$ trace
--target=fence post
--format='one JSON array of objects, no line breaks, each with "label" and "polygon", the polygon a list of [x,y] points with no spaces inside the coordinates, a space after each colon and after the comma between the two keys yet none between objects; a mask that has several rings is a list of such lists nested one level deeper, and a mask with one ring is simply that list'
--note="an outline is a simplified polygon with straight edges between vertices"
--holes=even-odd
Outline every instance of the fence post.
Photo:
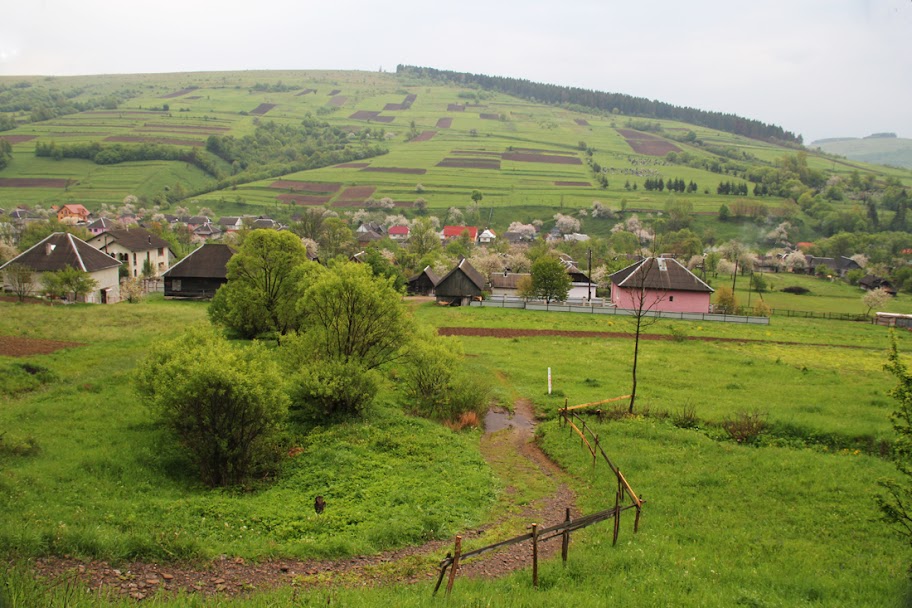
[{"label": "fence post", "polygon": [[532,586],[538,588],[538,524],[532,524]]},{"label": "fence post", "polygon": [[614,495],[614,540],[611,542],[612,546],[617,545],[618,533],[621,531],[621,492],[621,477],[618,475],[618,491]]},{"label": "fence post", "polygon": [[[567,507],[567,514],[564,516],[564,524],[570,523],[570,507]],[[570,552],[570,530],[564,528],[564,532],[561,535],[561,560],[563,560],[564,565],[567,565],[567,554]]]},{"label": "fence post", "polygon": [[462,554],[462,537],[456,537],[456,548],[453,550],[453,563],[450,564],[450,579],[447,581],[446,594],[450,595],[453,590],[453,583],[456,581],[456,570],[459,569],[459,556]]}]

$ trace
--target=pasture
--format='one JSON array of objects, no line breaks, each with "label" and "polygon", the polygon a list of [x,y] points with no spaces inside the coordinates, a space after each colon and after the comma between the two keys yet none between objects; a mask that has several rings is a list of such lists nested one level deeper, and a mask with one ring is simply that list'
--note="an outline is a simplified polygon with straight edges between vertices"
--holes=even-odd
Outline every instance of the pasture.
[{"label": "pasture", "polygon": [[[820,297],[826,297],[821,295]],[[67,554],[111,567],[156,562],[161,571],[219,555],[268,568],[278,558],[361,559],[379,551],[451,539],[486,522],[487,538],[516,533],[517,507],[555,480],[522,473],[507,453],[487,460],[486,438],[405,416],[395,367],[363,421],[313,433],[289,429],[275,480],[242,491],[200,487],[133,393],[130,378],[152,340],[205,322],[205,305],[0,303],[0,335],[82,344],[51,354],[0,357],[5,405],[0,431],[0,552],[13,605],[129,605],[117,590],[33,577],[36,559]],[[604,337],[466,336],[467,360],[495,383],[500,405],[530,400],[537,442],[566,471],[583,512],[601,508],[613,477],[556,421],[565,401],[625,394],[633,341],[628,320],[503,309],[413,307],[434,327],[587,330]],[[663,320],[663,339],[641,344],[633,418],[592,423],[609,455],[647,500],[640,532],[622,521],[573,536],[566,567],[552,560],[533,590],[528,571],[459,578],[457,605],[533,606],[636,602],[647,606],[881,606],[907,593],[908,553],[877,521],[877,479],[892,437],[882,369],[887,330],[873,325],[773,318],[744,327]],[[897,335],[908,353],[912,338]],[[41,374],[14,383],[21,364]],[[546,368],[554,393],[546,391]],[[16,378],[20,378],[17,372]],[[691,414],[687,415],[690,411]],[[763,416],[751,445],[722,423]],[[34,448],[28,448],[33,445]],[[12,449],[10,446],[19,446]],[[315,494],[327,512],[312,510]],[[512,512],[508,525],[501,519]],[[478,542],[478,541],[475,541]],[[159,593],[148,605],[436,605],[430,591],[448,543],[361,571],[314,572],[238,599]],[[78,563],[78,562],[77,562]],[[86,562],[87,563],[87,562]],[[337,562],[333,562],[337,563]],[[417,580],[410,584],[397,580]],[[333,581],[334,584],[330,584]],[[362,589],[365,584],[370,588]],[[74,589],[76,591],[74,591]],[[186,593],[186,592],[184,592]],[[598,598],[596,600],[596,598]],[[18,601],[19,603],[15,603]]]}]

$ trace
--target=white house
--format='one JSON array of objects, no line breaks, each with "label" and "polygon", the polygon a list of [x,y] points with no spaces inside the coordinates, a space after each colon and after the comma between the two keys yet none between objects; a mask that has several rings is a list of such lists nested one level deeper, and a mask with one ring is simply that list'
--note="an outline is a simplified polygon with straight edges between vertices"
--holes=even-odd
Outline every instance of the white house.
[{"label": "white house", "polygon": [[95,249],[123,262],[131,277],[141,276],[147,261],[152,266],[153,276],[159,277],[171,268],[175,258],[168,241],[142,228],[108,230],[88,242]]}]

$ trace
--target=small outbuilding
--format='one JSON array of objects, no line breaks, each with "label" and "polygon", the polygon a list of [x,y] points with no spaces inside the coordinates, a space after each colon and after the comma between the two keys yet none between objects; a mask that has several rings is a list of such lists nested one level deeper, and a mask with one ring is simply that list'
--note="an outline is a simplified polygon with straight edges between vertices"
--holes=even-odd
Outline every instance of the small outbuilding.
[{"label": "small outbuilding", "polygon": [[465,258],[449,271],[434,286],[438,304],[468,306],[472,300],[480,300],[485,289],[485,278]]},{"label": "small outbuilding", "polygon": [[611,275],[618,308],[709,313],[713,291],[674,258],[644,258]]},{"label": "small outbuilding", "polygon": [[206,243],[162,275],[166,298],[209,299],[228,282],[228,260],[235,250]]},{"label": "small outbuilding", "polygon": [[406,290],[410,296],[432,296],[439,281],[440,277],[431,270],[431,267],[425,266],[424,270],[408,280]]}]

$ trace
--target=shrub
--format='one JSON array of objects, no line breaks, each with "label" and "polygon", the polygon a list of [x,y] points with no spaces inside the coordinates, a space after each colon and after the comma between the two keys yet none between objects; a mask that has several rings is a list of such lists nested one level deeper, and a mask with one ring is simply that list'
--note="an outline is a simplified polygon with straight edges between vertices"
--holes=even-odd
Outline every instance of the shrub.
[{"label": "shrub", "polygon": [[210,486],[242,483],[274,464],[288,397],[282,376],[259,343],[232,347],[197,329],[154,345],[136,390]]},{"label": "shrub", "polygon": [[358,363],[314,361],[292,381],[291,409],[315,424],[362,416],[379,386],[377,372]]},{"label": "shrub", "polygon": [[760,300],[757,302],[757,305],[754,306],[754,316],[755,317],[768,317],[773,314],[773,309],[770,308],[770,305]]},{"label": "shrub", "polygon": [[759,412],[738,412],[726,418],[722,428],[738,443],[753,443],[766,428],[766,415]]},{"label": "shrub", "polygon": [[697,418],[697,408],[685,403],[680,413],[672,415],[671,423],[679,429],[697,428],[700,425],[700,419]]},{"label": "shrub", "polygon": [[793,293],[796,296],[803,296],[806,293],[811,293],[811,290],[807,287],[802,287],[801,285],[790,285],[788,287],[783,287],[782,291],[785,293]]}]

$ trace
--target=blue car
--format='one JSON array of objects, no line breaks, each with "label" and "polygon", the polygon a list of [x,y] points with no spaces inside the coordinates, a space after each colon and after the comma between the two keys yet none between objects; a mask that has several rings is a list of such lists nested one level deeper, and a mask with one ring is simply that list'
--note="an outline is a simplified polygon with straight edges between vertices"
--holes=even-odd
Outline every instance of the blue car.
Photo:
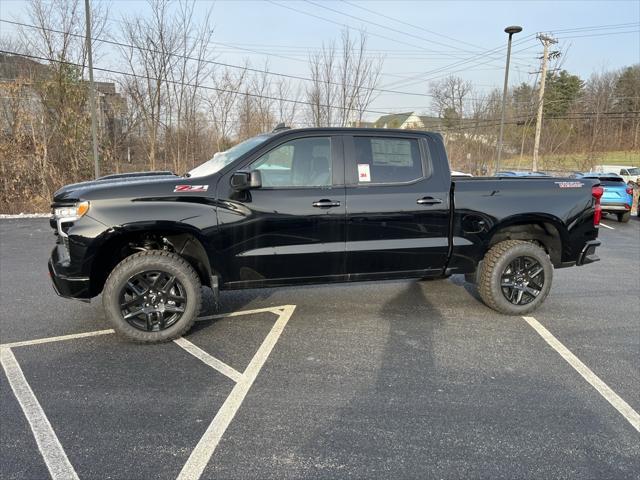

◆ ◆ ◆

• Brief:
Would you print, exactly as written, every line above from the one holding "Outline every instance of the small" through the one holding "--target=blue car", with both included and no other lines?

• Answer for this exercise:
Outline every instance of the small outbuilding.
[{"label": "small outbuilding", "polygon": [[465,258],[449,271],[434,286],[438,304],[468,306],[472,300],[480,300],[485,289],[485,278]]},{"label": "small outbuilding", "polygon": [[611,275],[618,308],[709,313],[713,291],[674,258],[644,258]]},{"label": "small outbuilding", "polygon": [[206,243],[162,275],[166,298],[209,299],[228,282],[228,260],[235,250]]},{"label": "small outbuilding", "polygon": [[406,290],[410,296],[432,296],[439,281],[440,277],[431,270],[431,267],[425,266],[424,270],[408,280]]}]

$ trace
--target=shrub
--format='one JSON array of objects, no line breaks, each with "label" and "polygon", the polygon a list of [x,y] points with no spaces inside the coordinates, a space after each colon and after the comma between the two keys yet none between objects; a mask that has several rings is a list of such lists nested one level deeper, and a mask with one ring is simply that list'
--note="an outline is a simplified polygon with straight edges between vertices"
--holes=even-odd
Outline every instance of the shrub.
[{"label": "shrub", "polygon": [[210,486],[242,483],[274,464],[288,397],[282,376],[259,343],[232,347],[197,329],[154,345],[136,390]]},{"label": "shrub", "polygon": [[358,363],[314,361],[292,381],[291,409],[315,424],[362,416],[379,386],[377,372]]},{"label": "shrub", "polygon": [[760,300],[757,302],[757,305],[754,306],[754,316],[755,317],[768,317],[773,314],[773,309],[770,308],[770,305]]},{"label": "shrub", "polygon": [[759,412],[738,412],[726,418],[722,428],[738,443],[753,443],[766,428],[766,415]]},{"label": "shrub", "polygon": [[697,418],[697,408],[685,403],[680,413],[672,415],[671,423],[679,429],[697,428],[700,425],[700,419]]},{"label": "shrub", "polygon": [[793,293],[796,296],[803,296],[806,293],[811,293],[811,290],[807,287],[802,287],[801,285],[790,285],[788,287],[783,287],[782,291],[785,293]]}]

$ trace
--target=blue car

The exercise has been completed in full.